*Work item*. All lines from the one containing "Pick out the white" through the end of the data below must be reproduced exactly, and no others.

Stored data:
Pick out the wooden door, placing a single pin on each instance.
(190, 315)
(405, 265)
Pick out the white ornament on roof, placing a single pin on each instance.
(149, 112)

*Your solution*.
Pick out the white ornament on roof, placing a single pin on each instance.
(149, 112)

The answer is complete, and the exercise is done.